# Testo della pagina:

"Poi viene Leonor. Le finestre diventano luce, le ragnatele tende preziose di nuvole e stelle, i rami secchi doppieri accesi, e la sera una grande serata; perché Leonor (come le ho detto mille volte e come non mi stancherò mai di dirle) unisce in sé due grazie: l’infanzia e la maestà." (Nella Torre San Lorenzo)
(Nella Torre San Lorenzo)
Con questa poesia Elsa Morante ci restituisce l’immagine più autentica di Leonor Fini, un’artista, una costumista, una illustratrice, una scrittrice e una performer ante-litteram. Di lei si è detto tutto, Furia Italiana, Angelo Nero, Sacerdotessa Nera e per anni la stampa, italiana soprattutto, ha rivolto l’attenzione più agli aspetti esibizionistici e da rotocalco che non all’artista. Ma è difficile definire Leonor Fini, e lei stessa non amava essere prigioniera di un ruolo, di una aggettivazione. Leonor Fini è essenzialmente finiana nel senso che determina essa stessa i modi del suo essere donna e artista:
"Tutta la mia pittura è un incantesimo in un'autobiografia di affermazione che esprime l'aspetto pulsante dell'essere; la vera questione è trasporre sulla tela il senso del gioco."
La sua è una pittura figurativa nel significante e astratta nel significato: non abbandona mai le figure, ma elabora una propria semantica pittorica che, prendendo forme diverse, mette incessantemente in scena il proprio io. Un personaggio complesso, una donna totalmente e profondamente indipendente che ridefinisce il ruolo delle donne nell’arte e lo fa giocando con i segni, cambiando costantemente pelle.
Fin da bambina è protagonista di eventi rocamboleschi: nasce a Buenos Aires e piccolissima fugge fra le braccia della mamma Malvina Braun dal padre, uomo dispotico e autoritario. Malvina la traveste spesso da maschio per sfuggire ai tentativi di rapimento del padre che vuole ricondurla in Argentina e il mascheramento diverrà poi un suo tratto distintivo.
Viene educata nell’ambiente colto e mitteleuropeo di Trieste, conosce e frequenta Nathan, Bisbà, Dorfles, Saba, Svevo di cui fa un famoso ritratto e nel 1928 esordisce nella Seconda Esposizione del Sindacato Fascista di Belle Arti di Trieste.
Giovanissima si trasferisce prima a Milano dove frequenta il gruppo degli artisti del Novecento, poi a Parigi. Nei primi anni Trenta conosce Dior e diventa buona amica della stilista Elsa Schiapparelli che contendeva a Coco Chanel il primato nella moda. È proprio Schiapparelli a prestarle i prestigiosi abiti con i quali si farà strada negli ambienti colti e raffinati della Parigi del tempo diventando una icona di stile e in cambio Fini disegnerà la famosa bottiglia di profumo Shocking di Schiapparelli.

# Requisiti dell'esercizio:
[1] Secondo il testo su Leonor Fini, in quale città nasce l'artista?
[2] Duplica dal testo su Leonor Fini il brano che inizia con "Viene educata nell’ambiente" e termina con "Shocking di Schiapparelli.".
Le righe non hanno alcun ruolo in questo esercizio.

# Righe:
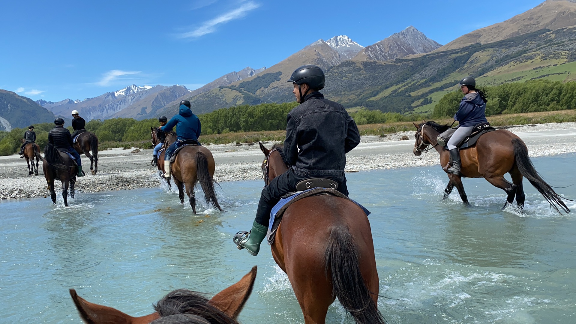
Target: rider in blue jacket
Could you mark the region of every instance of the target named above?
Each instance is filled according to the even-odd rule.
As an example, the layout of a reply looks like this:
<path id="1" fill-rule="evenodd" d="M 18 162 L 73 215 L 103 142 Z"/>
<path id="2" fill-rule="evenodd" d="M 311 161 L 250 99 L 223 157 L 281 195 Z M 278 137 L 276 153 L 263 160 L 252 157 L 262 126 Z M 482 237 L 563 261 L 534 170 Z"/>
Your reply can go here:
<path id="1" fill-rule="evenodd" d="M 176 140 L 166 149 L 164 155 L 164 177 L 169 178 L 170 176 L 170 157 L 174 151 L 180 146 L 182 141 L 194 140 L 198 141 L 200 137 L 202 127 L 200 125 L 200 119 L 194 115 L 190 109 L 190 101 L 182 100 L 180 101 L 180 111 L 178 115 L 172 118 L 168 123 L 160 127 L 160 130 L 168 133 L 176 126 Z M 199 142 L 198 142 L 199 144 Z"/>

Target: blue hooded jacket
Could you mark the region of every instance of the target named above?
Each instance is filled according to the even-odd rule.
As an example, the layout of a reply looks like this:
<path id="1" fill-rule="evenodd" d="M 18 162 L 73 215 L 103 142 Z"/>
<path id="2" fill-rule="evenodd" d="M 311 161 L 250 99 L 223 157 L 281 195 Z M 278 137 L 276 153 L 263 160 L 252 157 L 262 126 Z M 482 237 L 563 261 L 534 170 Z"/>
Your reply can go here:
<path id="1" fill-rule="evenodd" d="M 202 127 L 198 116 L 192 112 L 192 110 L 185 106 L 180 105 L 178 115 L 172 118 L 160 130 L 168 132 L 176 126 L 176 134 L 179 140 L 198 140 L 200 137 Z"/>
<path id="2" fill-rule="evenodd" d="M 486 119 L 486 104 L 478 92 L 468 93 L 462 98 L 454 119 L 463 127 L 475 126 L 480 123 L 486 122 L 488 121 Z"/>

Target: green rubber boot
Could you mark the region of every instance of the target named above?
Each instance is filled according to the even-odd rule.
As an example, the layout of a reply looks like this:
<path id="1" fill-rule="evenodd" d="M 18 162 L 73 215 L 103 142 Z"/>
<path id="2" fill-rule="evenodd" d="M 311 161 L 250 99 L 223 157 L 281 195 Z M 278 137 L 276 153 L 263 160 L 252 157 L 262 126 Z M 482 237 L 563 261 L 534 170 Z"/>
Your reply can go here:
<path id="1" fill-rule="evenodd" d="M 268 227 L 254 221 L 252 230 L 249 232 L 238 232 L 234 237 L 234 243 L 236 243 L 238 250 L 245 248 L 248 253 L 257 255 L 260 252 L 260 244 L 267 232 Z"/>

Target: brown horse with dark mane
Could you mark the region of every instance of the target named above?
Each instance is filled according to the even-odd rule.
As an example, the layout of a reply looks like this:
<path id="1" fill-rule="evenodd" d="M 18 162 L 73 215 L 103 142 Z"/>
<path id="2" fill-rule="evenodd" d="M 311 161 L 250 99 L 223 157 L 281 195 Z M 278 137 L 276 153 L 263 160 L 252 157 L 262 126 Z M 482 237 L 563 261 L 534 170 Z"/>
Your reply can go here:
<path id="1" fill-rule="evenodd" d="M 414 123 L 414 126 L 417 130 L 414 155 L 418 156 L 423 152 L 428 152 L 427 148 L 432 145 L 440 153 L 440 165 L 446 169 L 450 160 L 449 155 L 447 149 L 438 145 L 437 137 L 450 126 L 434 122 Z M 526 144 L 509 130 L 499 129 L 483 134 L 475 145 L 461 150 L 460 157 L 461 174 L 448 174 L 450 182 L 444 190 L 444 199 L 448 198 L 455 186 L 462 201 L 469 204 L 461 177 L 483 178 L 506 193 L 508 197 L 504 208 L 511 204 L 516 197 L 518 207 L 522 209 L 526 199 L 522 180 L 525 177 L 557 212 L 560 212 L 560 208 L 567 213 L 570 211 L 562 201 L 566 198 L 556 194 L 534 168 Z M 507 173 L 512 178 L 511 183 L 504 178 Z"/>
<path id="2" fill-rule="evenodd" d="M 48 143 L 44 148 L 44 161 L 42 170 L 46 178 L 52 202 L 56 204 L 56 192 L 54 191 L 54 181 L 59 180 L 62 183 L 62 198 L 64 205 L 68 206 L 68 189 L 70 186 L 70 197 L 74 198 L 74 186 L 78 167 L 66 153 L 58 150 L 53 144 Z"/>
<path id="3" fill-rule="evenodd" d="M 154 312 L 140 317 L 87 302 L 74 289 L 70 293 L 80 317 L 88 324 L 238 324 L 236 318 L 252 293 L 256 274 L 255 266 L 210 300 L 188 289 L 173 291 L 154 305 Z"/>
<path id="4" fill-rule="evenodd" d="M 154 131 L 152 132 L 154 136 Z M 175 133 L 166 134 L 165 147 L 169 146 L 176 140 Z M 158 168 L 164 171 L 164 156 L 166 151 L 162 152 L 158 157 Z M 183 148 L 176 155 L 173 163 L 170 164 L 172 174 L 174 176 L 174 183 L 178 187 L 178 197 L 180 202 L 184 204 L 184 189 L 185 185 L 186 193 L 188 201 L 192 206 L 192 210 L 196 213 L 196 197 L 194 186 L 200 182 L 204 198 L 207 204 L 211 204 L 218 210 L 223 212 L 220 207 L 216 197 L 214 186 L 214 175 L 215 163 L 212 152 L 202 145 L 188 145 Z"/>
<path id="5" fill-rule="evenodd" d="M 24 142 L 24 140 L 22 140 L 22 142 Z M 38 163 L 43 161 L 44 159 L 40 153 L 40 146 L 36 143 L 28 143 L 24 146 L 24 159 L 26 159 L 26 164 L 28 165 L 28 175 L 38 175 Z M 34 167 L 34 159 L 36 159 L 36 168 Z"/>
<path id="6" fill-rule="evenodd" d="M 76 142 L 74 144 L 74 149 L 78 154 L 84 154 L 90 159 L 90 170 L 92 175 L 96 175 L 98 172 L 98 137 L 88 131 L 78 135 Z"/>
<path id="7" fill-rule="evenodd" d="M 262 164 L 265 182 L 288 169 L 275 145 Z M 288 275 L 306 324 L 325 322 L 337 297 L 356 323 L 385 323 L 378 310 L 379 282 L 368 217 L 353 202 L 314 195 L 291 205 L 282 216 L 272 255 Z"/>

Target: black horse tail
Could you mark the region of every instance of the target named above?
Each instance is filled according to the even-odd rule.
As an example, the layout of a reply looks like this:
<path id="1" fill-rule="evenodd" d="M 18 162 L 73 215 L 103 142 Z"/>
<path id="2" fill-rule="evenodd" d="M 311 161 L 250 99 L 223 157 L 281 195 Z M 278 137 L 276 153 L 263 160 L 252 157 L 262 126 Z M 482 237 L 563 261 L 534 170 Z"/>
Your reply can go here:
<path id="1" fill-rule="evenodd" d="M 204 191 L 204 198 L 206 204 L 211 203 L 214 208 L 223 212 L 224 210 L 218 205 L 212 177 L 208 172 L 208 159 L 201 152 L 196 153 L 196 175 L 200 181 L 200 185 L 202 187 L 202 191 Z"/>
<path id="2" fill-rule="evenodd" d="M 64 159 L 60 155 L 60 151 L 54 144 L 48 143 L 44 148 L 44 159 L 50 167 L 57 171 L 67 171 L 68 168 L 64 164 Z"/>
<path id="3" fill-rule="evenodd" d="M 532 161 L 528 157 L 528 149 L 524 142 L 520 138 L 514 138 L 512 140 L 512 144 L 514 145 L 514 156 L 516 159 L 516 166 L 522 175 L 526 177 L 526 179 L 544 196 L 550 204 L 550 206 L 556 209 L 556 212 L 560 212 L 560 209 L 558 209 L 558 207 L 560 207 L 564 212 L 569 213 L 570 210 L 562 201 L 563 198 L 554 191 L 552 187 L 542 179 L 540 174 L 534 168 Z"/>
<path id="4" fill-rule="evenodd" d="M 385 324 L 362 278 L 358 263 L 358 247 L 344 227 L 332 229 L 324 255 L 326 276 L 332 275 L 334 294 L 358 324 Z"/>

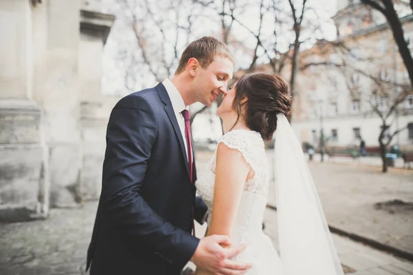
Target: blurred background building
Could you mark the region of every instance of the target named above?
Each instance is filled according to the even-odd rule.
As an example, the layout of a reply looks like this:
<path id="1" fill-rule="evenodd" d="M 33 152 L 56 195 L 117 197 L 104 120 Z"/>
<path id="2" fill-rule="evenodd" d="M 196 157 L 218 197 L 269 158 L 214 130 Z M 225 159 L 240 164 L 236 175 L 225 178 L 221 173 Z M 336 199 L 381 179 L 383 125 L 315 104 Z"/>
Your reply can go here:
<path id="1" fill-rule="evenodd" d="M 45 217 L 100 194 L 101 93 L 115 17 L 81 0 L 0 1 L 0 219 Z"/>
<path id="2" fill-rule="evenodd" d="M 359 1 L 339 1 L 332 17 L 337 38 L 319 41 L 300 53 L 302 74 L 294 109 L 293 128 L 303 142 L 318 148 L 323 129 L 327 151 L 360 144 L 379 152 L 384 140 L 399 129 L 391 144 L 413 148 L 413 96 L 404 96 L 410 80 L 392 30 L 385 17 Z M 413 14 L 400 19 L 413 50 Z M 399 102 L 399 98 L 402 102 Z"/>

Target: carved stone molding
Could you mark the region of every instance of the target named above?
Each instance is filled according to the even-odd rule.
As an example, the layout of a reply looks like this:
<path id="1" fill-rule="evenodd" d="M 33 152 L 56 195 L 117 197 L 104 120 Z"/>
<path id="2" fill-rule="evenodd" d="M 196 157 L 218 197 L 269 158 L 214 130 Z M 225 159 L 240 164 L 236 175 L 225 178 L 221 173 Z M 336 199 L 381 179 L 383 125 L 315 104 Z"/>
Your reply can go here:
<path id="1" fill-rule="evenodd" d="M 115 16 L 92 10 L 81 10 L 81 31 L 101 37 L 103 44 L 115 21 Z"/>

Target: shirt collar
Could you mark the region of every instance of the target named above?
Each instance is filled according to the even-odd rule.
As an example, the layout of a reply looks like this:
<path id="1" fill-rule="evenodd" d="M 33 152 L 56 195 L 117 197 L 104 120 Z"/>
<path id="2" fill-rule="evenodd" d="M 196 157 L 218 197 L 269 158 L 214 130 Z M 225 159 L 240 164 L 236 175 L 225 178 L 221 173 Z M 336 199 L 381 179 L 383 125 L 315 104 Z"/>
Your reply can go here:
<path id="1" fill-rule="evenodd" d="M 172 103 L 172 108 L 173 108 L 175 113 L 180 113 L 187 109 L 182 96 L 179 94 L 173 83 L 169 79 L 165 78 L 162 84 L 163 84 L 168 92 L 171 102 Z"/>

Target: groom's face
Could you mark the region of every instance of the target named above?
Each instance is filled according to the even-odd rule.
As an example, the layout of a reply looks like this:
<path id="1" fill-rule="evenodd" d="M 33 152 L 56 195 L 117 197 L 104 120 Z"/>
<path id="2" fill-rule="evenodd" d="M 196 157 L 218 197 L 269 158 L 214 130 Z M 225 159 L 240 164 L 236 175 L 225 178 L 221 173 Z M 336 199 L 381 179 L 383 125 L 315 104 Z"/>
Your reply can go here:
<path id="1" fill-rule="evenodd" d="M 226 91 L 233 69 L 234 65 L 231 60 L 219 56 L 215 57 L 207 68 L 200 67 L 194 80 L 197 101 L 211 106 L 221 94 Z"/>

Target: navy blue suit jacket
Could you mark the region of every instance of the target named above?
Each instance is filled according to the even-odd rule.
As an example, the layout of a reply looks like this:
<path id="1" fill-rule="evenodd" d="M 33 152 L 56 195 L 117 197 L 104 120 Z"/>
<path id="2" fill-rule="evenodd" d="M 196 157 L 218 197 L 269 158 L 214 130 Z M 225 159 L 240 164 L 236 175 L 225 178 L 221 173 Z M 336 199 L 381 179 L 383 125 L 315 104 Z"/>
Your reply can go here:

# Risultati per compito:
[1] A Buenos Aires.

[2]
Viene educata nell’ambiente colto e mitteleuropeo di Trieste, conosce e frequenta Nathan, Bisbà, Dorfles, Saba, Svevo di cui fa un famoso ritratto e nel 1928 esordisce nella Seconda Esposizione del Sindacato Fascista di Belle Arti di Trieste.
Giovanissima si trasferisce prima a Milano dove frequenta il gruppo degli artisti del Novecento, poi a Parigi. Nei primi anni Trenta conosce Dior e diventa buona amica della stilista Elsa Schiapparelli che contendeva a Coco Chanel il primato nella moda. È proprio Schiapparelli a prestarle i prestigiosi abiti con i quali si farà strada negli ambienti colti e raffinati della Parigi del tempo diventando una icona di stile e in cambio Fini disegnerà la famosa bottiglia di profumo Shocking di Schiapparelli.